> **WORK TO COMPLETE**
Count the lines in the following data that include "dirt". Please write only the number.

(Point-per-instance localization data)
[Start of Attachment]

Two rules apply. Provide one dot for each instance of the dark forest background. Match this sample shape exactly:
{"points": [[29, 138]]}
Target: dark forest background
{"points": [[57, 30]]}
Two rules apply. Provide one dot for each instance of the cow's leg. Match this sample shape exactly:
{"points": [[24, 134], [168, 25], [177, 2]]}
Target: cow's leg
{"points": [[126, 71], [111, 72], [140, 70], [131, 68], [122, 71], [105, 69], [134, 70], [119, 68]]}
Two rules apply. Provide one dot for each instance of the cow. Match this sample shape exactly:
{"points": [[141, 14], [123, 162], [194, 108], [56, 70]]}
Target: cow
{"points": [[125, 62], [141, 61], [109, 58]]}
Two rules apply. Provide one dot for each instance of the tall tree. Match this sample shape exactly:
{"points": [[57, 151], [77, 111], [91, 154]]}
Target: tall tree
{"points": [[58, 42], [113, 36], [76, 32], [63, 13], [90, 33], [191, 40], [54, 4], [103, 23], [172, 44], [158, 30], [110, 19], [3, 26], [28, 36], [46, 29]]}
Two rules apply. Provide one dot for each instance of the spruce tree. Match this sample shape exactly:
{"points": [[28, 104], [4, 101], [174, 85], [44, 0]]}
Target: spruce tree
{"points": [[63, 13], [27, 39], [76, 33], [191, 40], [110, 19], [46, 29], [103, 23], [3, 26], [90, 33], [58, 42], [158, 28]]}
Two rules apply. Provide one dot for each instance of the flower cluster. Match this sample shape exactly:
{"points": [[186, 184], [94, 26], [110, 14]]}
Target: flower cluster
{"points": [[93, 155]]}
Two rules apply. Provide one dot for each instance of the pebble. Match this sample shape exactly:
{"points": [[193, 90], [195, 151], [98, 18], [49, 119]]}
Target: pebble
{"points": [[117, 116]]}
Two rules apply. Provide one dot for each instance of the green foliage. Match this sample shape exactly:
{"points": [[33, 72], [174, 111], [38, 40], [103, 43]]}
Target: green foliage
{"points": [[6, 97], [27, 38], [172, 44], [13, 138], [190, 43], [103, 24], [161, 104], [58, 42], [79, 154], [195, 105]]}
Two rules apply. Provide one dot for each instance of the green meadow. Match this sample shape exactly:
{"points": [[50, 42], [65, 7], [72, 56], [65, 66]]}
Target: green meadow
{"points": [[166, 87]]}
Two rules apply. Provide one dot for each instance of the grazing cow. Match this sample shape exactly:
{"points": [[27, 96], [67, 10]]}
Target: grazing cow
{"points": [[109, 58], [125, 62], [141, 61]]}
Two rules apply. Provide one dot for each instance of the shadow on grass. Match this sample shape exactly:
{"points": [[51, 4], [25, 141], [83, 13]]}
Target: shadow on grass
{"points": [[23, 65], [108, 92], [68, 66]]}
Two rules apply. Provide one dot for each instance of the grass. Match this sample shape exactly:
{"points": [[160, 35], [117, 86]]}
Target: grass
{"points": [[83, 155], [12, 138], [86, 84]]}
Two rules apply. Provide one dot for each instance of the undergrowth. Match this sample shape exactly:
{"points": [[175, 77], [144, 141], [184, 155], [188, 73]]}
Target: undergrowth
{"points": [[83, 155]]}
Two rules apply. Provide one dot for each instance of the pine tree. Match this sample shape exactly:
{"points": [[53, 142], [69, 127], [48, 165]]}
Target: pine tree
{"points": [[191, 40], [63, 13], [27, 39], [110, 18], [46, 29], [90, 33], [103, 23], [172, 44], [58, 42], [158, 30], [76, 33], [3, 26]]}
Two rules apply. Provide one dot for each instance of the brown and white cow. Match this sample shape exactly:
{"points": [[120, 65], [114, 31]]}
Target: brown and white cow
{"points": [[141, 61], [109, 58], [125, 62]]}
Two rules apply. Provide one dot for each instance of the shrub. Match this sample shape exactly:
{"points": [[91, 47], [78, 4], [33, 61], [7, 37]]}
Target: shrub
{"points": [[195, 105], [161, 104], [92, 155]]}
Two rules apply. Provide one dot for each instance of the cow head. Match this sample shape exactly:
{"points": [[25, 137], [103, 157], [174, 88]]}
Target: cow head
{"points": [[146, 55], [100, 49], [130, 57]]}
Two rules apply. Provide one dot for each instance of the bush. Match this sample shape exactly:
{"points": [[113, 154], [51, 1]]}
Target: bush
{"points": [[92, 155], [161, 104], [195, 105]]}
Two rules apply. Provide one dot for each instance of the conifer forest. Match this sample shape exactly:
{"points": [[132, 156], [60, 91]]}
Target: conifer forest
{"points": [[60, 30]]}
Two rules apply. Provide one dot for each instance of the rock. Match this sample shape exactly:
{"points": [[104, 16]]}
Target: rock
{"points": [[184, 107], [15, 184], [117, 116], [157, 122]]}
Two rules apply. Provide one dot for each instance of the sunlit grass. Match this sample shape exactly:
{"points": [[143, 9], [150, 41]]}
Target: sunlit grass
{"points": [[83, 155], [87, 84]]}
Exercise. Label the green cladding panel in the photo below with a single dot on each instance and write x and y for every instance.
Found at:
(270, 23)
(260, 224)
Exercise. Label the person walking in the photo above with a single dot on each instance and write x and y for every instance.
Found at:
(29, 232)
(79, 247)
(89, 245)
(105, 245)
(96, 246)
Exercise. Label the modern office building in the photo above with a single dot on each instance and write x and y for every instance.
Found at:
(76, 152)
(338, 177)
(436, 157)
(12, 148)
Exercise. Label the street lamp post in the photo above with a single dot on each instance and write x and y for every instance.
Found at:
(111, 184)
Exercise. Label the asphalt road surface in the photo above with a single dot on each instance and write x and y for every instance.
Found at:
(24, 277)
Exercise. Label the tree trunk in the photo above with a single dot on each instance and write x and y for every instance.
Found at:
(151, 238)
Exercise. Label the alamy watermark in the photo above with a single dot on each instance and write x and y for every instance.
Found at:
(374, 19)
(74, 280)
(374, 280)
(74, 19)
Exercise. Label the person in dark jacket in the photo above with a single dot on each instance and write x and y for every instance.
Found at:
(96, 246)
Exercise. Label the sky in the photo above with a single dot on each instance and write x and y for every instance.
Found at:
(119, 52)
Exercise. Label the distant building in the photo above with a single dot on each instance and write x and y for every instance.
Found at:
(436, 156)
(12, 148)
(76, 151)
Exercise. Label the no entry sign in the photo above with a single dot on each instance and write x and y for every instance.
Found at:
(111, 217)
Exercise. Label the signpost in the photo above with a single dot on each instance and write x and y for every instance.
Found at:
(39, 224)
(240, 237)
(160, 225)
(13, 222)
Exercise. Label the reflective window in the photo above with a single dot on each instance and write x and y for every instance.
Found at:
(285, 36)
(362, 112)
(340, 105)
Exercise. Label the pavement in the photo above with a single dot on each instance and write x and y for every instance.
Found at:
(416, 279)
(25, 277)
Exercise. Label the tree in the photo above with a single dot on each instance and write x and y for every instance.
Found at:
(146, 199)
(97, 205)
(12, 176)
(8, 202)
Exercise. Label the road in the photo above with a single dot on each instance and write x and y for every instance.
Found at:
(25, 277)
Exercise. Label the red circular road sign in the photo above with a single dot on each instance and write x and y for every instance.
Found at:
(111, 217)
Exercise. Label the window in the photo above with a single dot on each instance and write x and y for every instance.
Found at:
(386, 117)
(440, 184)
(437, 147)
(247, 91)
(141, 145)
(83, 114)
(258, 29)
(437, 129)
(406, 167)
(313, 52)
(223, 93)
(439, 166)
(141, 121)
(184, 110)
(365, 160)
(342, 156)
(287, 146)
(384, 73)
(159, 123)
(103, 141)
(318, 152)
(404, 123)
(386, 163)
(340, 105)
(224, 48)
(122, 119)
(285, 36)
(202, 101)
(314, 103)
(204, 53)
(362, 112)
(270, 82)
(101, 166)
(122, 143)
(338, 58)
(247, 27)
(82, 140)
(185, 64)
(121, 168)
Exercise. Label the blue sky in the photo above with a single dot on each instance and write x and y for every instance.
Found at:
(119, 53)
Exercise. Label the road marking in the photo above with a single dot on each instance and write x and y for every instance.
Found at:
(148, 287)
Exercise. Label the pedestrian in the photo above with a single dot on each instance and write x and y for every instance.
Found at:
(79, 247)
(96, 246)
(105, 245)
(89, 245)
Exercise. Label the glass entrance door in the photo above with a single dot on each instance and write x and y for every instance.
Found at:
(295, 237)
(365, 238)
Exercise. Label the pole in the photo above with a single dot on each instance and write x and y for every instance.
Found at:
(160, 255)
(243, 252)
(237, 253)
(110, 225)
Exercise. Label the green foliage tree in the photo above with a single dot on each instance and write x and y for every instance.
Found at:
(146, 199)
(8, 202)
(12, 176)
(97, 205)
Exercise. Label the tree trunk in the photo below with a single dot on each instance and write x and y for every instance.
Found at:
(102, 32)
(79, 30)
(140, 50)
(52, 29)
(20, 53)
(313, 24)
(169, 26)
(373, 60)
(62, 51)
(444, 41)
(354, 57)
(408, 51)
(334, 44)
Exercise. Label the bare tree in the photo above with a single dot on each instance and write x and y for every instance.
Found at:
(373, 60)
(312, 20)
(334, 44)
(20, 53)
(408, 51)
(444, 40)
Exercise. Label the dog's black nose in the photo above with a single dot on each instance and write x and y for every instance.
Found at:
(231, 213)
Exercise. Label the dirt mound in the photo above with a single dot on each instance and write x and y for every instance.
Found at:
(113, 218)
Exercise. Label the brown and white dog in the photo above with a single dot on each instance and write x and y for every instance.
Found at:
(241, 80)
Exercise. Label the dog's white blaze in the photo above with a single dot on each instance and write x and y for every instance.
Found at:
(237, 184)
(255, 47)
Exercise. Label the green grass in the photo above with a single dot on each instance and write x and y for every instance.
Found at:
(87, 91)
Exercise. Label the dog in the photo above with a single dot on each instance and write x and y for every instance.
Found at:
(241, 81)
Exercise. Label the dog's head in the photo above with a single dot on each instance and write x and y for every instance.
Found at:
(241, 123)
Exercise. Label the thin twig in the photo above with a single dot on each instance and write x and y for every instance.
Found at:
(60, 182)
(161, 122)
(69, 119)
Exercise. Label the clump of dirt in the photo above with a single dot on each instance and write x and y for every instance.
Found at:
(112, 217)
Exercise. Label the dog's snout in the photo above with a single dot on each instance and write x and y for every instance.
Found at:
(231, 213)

[End of Attachment]

> **COMPLETED TASK**
2